# Instruction
Locate every line in the listing below that contains the word "staircase", treating uppercase and lowercase as distinct, and copy each such line.

# Dataset entries
▼

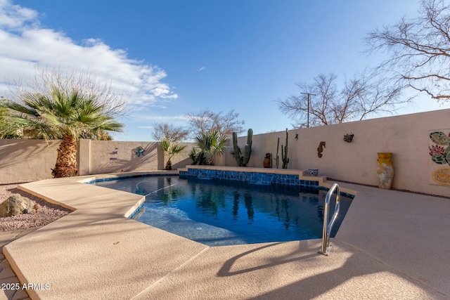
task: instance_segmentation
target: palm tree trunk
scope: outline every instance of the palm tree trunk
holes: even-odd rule
[[[77,170],[77,141],[73,136],[64,135],[63,141],[58,148],[58,157],[55,169],[51,169],[53,178],[76,176]]]

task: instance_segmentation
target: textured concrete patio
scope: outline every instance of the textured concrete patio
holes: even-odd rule
[[[320,240],[210,247],[124,217],[141,196],[82,178],[20,187],[76,209],[3,248],[21,283],[48,284],[32,299],[450,299],[450,199],[340,183],[357,195],[326,256]]]

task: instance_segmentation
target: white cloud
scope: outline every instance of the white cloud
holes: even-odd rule
[[[2,81],[26,81],[39,67],[89,71],[136,106],[178,98],[161,81],[167,77],[163,70],[130,59],[126,51],[112,49],[98,39],[86,38],[77,44],[64,32],[40,27],[38,15],[10,0],[0,0],[0,94],[6,93]]]

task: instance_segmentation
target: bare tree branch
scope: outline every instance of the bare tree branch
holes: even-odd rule
[[[364,72],[346,78],[340,90],[336,81],[336,75],[330,74],[314,77],[312,84],[299,83],[300,96],[279,100],[278,107],[294,120],[295,126],[307,127],[361,120],[373,114],[392,112],[396,105],[411,100],[402,98],[404,86],[390,84],[375,73],[368,75]],[[310,98],[309,107],[304,93],[315,95]]]
[[[161,141],[167,140],[171,143],[179,143],[185,141],[189,131],[182,127],[176,127],[169,123],[157,123],[153,126],[153,138]]]
[[[388,53],[378,70],[400,86],[446,102],[450,100],[449,30],[449,4],[421,0],[418,17],[404,18],[393,26],[369,32],[368,52]]]
[[[229,138],[233,131],[243,132],[243,121],[238,119],[239,114],[231,110],[226,115],[216,113],[210,110],[200,110],[186,115],[192,137],[211,131],[217,131],[221,139]]]

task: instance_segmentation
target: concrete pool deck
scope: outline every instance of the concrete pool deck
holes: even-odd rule
[[[339,183],[357,195],[326,256],[320,240],[197,243],[124,218],[142,196],[78,182],[94,177],[20,185],[76,209],[4,247],[31,299],[450,298],[450,199]]]

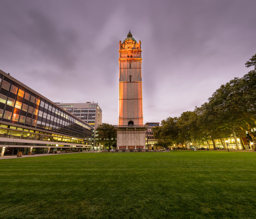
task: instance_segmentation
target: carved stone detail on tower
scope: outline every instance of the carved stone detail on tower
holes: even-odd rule
[[[122,43],[119,42],[118,149],[145,148],[141,45],[130,32]]]

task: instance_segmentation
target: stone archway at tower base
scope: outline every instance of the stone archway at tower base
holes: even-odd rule
[[[145,125],[117,125],[117,146],[119,150],[145,149]]]

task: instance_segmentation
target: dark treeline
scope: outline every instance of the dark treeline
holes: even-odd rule
[[[200,107],[181,114],[179,117],[168,117],[161,126],[153,129],[159,146],[167,147],[180,144],[185,146],[219,139],[225,148],[223,139],[232,135],[240,138],[249,134],[256,150],[256,54],[245,63],[254,67],[241,78],[235,77],[221,85]]]

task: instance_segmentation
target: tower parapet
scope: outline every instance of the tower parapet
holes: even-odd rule
[[[141,47],[130,31],[123,43],[119,42],[118,149],[145,148]]]

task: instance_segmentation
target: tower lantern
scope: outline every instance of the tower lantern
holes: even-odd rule
[[[119,42],[119,110],[118,149],[145,149],[143,125],[141,49],[129,31]]]

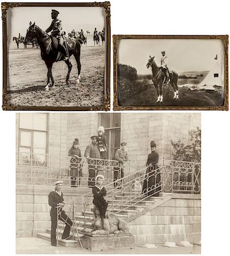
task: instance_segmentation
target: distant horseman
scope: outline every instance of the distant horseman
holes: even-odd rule
[[[63,46],[64,38],[62,32],[62,24],[61,20],[57,18],[59,14],[59,12],[56,10],[52,10],[51,17],[53,20],[50,27],[45,30],[45,32],[49,33],[52,31],[51,35],[58,39],[59,48],[65,56],[64,60],[65,61],[68,59],[68,57],[65,48]]]

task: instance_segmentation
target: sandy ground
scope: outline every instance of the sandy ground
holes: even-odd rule
[[[70,84],[65,84],[67,67],[55,62],[55,88],[45,92],[47,68],[39,49],[24,50],[20,45],[9,51],[8,104],[19,106],[87,106],[104,104],[105,47],[82,46],[81,81],[77,84],[77,63],[73,56]]]
[[[109,251],[90,251],[81,247],[66,248],[52,246],[50,243],[40,238],[16,239],[17,254],[200,254],[200,247],[166,247],[155,245],[158,248],[147,248],[136,246],[133,249],[110,250]]]

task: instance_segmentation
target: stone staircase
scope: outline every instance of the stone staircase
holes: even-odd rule
[[[118,217],[128,223],[129,221],[135,219],[135,218],[144,214],[148,210],[164,203],[170,199],[167,196],[146,198],[143,196],[140,196],[138,198],[131,201],[131,203],[135,204],[132,205],[124,204],[124,202],[126,201],[128,197],[130,197],[130,196],[134,197],[135,194],[136,194],[135,192],[131,192],[130,195],[130,193],[121,191],[116,193],[115,200],[112,200],[111,198],[106,198],[108,203],[108,211],[113,212]],[[163,194],[160,195],[160,196],[163,196]],[[112,209],[113,205],[113,206],[116,205],[116,207]],[[92,225],[92,222],[94,219],[94,214],[93,211],[89,210],[84,212],[75,212],[75,220],[80,238],[94,231],[94,227]],[[60,222],[59,228],[63,229],[64,227],[64,225]],[[46,233],[39,233],[38,236],[43,239],[50,241],[50,232],[51,229],[48,228]],[[62,230],[61,231],[61,233],[62,232]],[[71,233],[71,235],[72,235],[72,233]],[[65,247],[80,246],[78,238],[76,231],[74,233],[74,240],[59,240],[59,243],[60,245]]]

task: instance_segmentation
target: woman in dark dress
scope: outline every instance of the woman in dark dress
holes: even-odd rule
[[[156,143],[154,141],[152,141],[150,142],[150,147],[152,152],[149,155],[146,163],[147,169],[144,181],[142,193],[147,197],[158,197],[160,187],[154,188],[155,186],[158,187],[160,182],[160,174],[156,173],[155,170],[158,168],[157,164],[159,159],[159,155],[155,151]],[[148,191],[149,192],[148,192]]]
[[[68,176],[71,178],[71,186],[77,187],[80,185],[80,177],[82,177],[82,164],[81,163],[81,154],[78,147],[78,139],[75,139],[71,148],[68,151],[68,156],[72,157],[70,161]],[[76,185],[76,180],[78,181]]]

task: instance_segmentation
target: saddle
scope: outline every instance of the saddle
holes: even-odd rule
[[[51,36],[52,40],[52,45],[56,50],[58,50],[58,40],[54,36]],[[66,43],[68,51],[73,50],[75,47],[75,42],[71,38],[65,37],[65,42]],[[65,44],[63,44],[64,47],[66,49]]]

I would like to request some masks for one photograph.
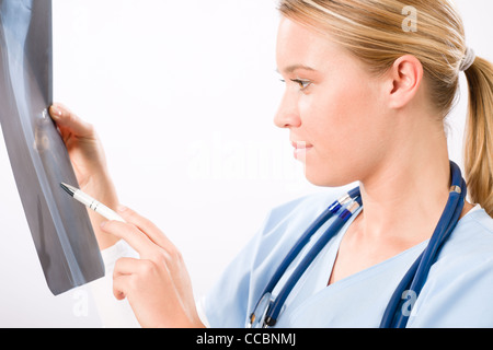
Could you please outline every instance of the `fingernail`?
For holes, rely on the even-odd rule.
[[[58,107],[51,106],[51,117],[58,118],[61,117],[61,110]]]
[[[119,205],[118,208],[116,208],[119,212],[124,212],[127,210],[127,207]]]

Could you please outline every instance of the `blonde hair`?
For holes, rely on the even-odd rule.
[[[415,27],[405,27],[408,11]],[[410,54],[422,63],[442,117],[455,105],[468,48],[462,21],[448,0],[279,0],[280,13],[330,35],[376,74]],[[466,69],[469,116],[465,177],[470,199],[493,217],[493,66],[475,57]]]

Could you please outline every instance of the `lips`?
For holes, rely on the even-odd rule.
[[[313,148],[312,144],[307,143],[306,141],[291,141],[291,144],[295,148],[295,159],[299,161],[305,160],[307,152]]]
[[[307,143],[306,141],[291,141],[291,144],[296,150],[308,150],[313,147],[312,144]]]

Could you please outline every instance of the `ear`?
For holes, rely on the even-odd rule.
[[[402,108],[416,95],[423,81],[423,66],[412,55],[397,59],[388,71],[388,102],[390,108]]]

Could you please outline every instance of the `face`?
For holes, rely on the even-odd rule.
[[[328,36],[283,19],[277,68],[286,84],[275,124],[318,186],[363,180],[383,156],[383,84]]]

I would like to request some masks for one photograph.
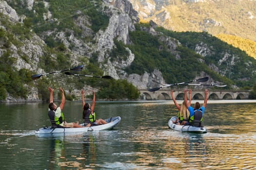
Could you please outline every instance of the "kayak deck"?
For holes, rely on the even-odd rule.
[[[175,120],[177,119],[176,117],[173,117],[168,121],[168,126],[170,129],[180,131],[194,133],[206,133],[207,132],[206,128],[204,127],[196,127],[191,125],[180,125],[174,123],[172,120]]]
[[[119,116],[110,118],[106,119],[108,123],[99,125],[93,126],[90,127],[84,127],[81,128],[53,128],[51,127],[46,127],[37,130],[36,134],[52,134],[60,133],[76,133],[86,132],[93,131],[100,131],[104,130],[111,129],[117,126],[121,121],[121,118]],[[80,124],[83,125],[83,124]]]

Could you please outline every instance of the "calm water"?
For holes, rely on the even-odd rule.
[[[97,102],[98,118],[121,117],[114,130],[44,136],[47,103],[0,104],[1,170],[256,170],[256,103],[208,104],[204,134],[169,129],[170,103]],[[63,110],[69,121],[81,111]]]

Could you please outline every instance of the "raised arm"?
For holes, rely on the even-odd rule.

▲

# Full solution
target: stone staircase
scope: outline every instance of the stone staircase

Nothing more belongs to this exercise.